_WHAT THE TASK ASKS:_ Which lines of the items below contain the word "rock"? Copy out each such line in full, matching case exactly.

_RECORDS TO PROCESS:_
▼▼▼
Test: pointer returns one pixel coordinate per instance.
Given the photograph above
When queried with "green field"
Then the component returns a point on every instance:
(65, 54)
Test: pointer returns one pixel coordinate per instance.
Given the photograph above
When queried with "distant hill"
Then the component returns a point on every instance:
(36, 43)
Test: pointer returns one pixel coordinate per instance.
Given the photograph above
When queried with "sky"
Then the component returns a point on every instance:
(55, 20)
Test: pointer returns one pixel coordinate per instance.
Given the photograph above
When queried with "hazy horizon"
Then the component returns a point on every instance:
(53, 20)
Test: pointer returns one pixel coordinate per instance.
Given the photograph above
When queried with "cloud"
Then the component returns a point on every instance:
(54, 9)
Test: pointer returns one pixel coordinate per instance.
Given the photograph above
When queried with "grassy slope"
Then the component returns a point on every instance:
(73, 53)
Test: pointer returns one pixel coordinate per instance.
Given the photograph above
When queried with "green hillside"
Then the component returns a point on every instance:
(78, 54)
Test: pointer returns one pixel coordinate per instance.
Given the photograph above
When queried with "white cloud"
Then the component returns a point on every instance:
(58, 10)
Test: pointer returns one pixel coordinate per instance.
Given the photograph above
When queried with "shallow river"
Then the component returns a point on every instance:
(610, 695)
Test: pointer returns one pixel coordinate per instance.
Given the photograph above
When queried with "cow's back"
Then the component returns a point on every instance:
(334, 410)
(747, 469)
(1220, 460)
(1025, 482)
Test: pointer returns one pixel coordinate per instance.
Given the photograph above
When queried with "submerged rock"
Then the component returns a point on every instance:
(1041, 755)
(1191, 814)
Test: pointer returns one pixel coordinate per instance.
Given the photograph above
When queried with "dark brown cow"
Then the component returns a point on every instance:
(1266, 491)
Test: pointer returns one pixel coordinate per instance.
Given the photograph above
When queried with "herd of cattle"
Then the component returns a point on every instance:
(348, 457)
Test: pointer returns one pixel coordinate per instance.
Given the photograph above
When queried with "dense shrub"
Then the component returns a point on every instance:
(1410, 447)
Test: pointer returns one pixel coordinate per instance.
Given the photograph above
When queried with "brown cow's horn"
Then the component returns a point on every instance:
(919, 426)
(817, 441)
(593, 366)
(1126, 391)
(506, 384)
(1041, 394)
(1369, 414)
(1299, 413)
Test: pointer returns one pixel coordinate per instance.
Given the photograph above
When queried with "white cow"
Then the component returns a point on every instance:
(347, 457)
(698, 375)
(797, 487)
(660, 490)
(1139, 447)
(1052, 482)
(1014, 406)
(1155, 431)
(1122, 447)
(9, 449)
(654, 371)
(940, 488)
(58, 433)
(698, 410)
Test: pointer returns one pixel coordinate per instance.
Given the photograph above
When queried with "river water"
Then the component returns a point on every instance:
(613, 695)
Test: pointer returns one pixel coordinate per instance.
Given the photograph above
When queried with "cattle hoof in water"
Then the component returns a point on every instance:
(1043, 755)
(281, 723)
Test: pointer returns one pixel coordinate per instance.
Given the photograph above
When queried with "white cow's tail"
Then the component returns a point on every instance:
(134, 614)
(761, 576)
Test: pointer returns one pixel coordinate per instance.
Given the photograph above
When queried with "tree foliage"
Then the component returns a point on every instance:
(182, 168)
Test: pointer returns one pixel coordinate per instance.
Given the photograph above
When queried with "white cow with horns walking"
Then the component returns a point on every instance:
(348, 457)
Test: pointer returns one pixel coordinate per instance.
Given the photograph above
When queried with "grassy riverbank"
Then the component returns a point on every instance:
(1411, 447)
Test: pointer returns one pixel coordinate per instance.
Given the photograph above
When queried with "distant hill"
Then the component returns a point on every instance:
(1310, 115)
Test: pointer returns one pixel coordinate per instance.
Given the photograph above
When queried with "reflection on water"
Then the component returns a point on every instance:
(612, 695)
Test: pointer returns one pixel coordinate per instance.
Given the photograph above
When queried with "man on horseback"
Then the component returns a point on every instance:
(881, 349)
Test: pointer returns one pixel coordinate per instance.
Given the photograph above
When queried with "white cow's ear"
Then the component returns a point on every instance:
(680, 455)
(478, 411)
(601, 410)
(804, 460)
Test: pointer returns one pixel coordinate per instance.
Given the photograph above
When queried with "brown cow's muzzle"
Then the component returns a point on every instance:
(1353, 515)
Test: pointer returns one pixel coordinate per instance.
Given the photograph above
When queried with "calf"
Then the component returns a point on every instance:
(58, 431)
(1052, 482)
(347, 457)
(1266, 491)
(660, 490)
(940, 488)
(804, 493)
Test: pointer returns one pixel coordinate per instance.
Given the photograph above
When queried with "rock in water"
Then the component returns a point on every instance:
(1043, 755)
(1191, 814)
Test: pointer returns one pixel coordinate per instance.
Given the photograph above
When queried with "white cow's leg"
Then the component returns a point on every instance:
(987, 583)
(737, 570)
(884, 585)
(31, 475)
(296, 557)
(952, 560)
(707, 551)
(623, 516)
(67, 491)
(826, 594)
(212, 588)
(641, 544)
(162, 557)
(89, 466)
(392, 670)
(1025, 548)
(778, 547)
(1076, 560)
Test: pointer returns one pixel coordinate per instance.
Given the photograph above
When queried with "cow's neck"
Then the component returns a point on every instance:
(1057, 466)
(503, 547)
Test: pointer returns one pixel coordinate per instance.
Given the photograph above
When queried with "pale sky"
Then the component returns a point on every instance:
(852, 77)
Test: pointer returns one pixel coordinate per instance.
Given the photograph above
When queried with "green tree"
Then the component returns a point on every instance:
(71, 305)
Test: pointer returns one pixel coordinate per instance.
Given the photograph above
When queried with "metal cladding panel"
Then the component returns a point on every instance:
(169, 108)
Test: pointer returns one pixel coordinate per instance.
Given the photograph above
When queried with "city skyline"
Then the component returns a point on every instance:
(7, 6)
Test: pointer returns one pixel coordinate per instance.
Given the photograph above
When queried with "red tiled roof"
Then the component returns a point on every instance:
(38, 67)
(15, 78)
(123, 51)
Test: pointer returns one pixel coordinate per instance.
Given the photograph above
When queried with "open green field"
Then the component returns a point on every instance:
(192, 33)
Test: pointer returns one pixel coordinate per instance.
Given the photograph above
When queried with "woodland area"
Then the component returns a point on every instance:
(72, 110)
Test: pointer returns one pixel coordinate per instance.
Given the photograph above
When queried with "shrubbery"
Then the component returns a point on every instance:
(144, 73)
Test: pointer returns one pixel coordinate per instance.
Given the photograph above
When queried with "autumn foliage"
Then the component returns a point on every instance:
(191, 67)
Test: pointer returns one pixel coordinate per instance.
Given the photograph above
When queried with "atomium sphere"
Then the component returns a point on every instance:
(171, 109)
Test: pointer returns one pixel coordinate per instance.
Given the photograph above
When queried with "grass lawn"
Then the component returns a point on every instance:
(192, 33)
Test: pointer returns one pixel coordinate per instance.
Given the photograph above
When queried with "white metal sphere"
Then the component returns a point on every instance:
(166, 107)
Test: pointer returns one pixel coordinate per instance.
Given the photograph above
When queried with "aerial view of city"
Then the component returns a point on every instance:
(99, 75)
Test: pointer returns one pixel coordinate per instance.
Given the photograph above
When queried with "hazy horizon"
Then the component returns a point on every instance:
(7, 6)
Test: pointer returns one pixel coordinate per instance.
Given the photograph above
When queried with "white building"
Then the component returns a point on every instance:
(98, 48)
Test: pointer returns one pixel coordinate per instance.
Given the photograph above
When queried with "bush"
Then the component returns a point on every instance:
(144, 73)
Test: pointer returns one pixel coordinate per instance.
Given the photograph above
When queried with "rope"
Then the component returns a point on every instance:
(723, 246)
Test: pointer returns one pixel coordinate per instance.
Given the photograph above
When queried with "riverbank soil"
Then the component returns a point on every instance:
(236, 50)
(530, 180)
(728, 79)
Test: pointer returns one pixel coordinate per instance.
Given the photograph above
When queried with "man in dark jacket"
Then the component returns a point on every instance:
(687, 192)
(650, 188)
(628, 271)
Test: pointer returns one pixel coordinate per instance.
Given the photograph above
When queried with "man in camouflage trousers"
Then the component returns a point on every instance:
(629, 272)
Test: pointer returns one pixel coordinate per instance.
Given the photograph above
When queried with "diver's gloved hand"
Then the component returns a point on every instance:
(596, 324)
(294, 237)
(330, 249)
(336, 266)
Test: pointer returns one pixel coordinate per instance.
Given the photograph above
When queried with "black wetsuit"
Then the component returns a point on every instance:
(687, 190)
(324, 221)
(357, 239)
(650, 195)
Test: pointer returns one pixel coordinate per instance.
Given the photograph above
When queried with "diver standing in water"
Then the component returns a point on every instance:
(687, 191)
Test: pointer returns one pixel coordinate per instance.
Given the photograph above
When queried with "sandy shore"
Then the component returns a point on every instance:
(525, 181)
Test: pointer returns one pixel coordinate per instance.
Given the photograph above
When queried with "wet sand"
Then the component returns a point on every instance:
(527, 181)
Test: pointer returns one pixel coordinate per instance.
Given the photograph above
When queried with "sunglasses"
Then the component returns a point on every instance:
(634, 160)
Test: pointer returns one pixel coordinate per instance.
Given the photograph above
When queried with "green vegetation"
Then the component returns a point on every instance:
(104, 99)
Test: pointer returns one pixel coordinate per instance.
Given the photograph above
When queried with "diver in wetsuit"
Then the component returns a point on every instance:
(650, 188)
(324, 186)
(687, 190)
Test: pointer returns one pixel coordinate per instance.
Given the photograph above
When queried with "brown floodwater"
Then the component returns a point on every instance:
▲▲▲
_WRITTEN RESPONSE:_
When queried with "submerged rock"
When queried with "rock in water"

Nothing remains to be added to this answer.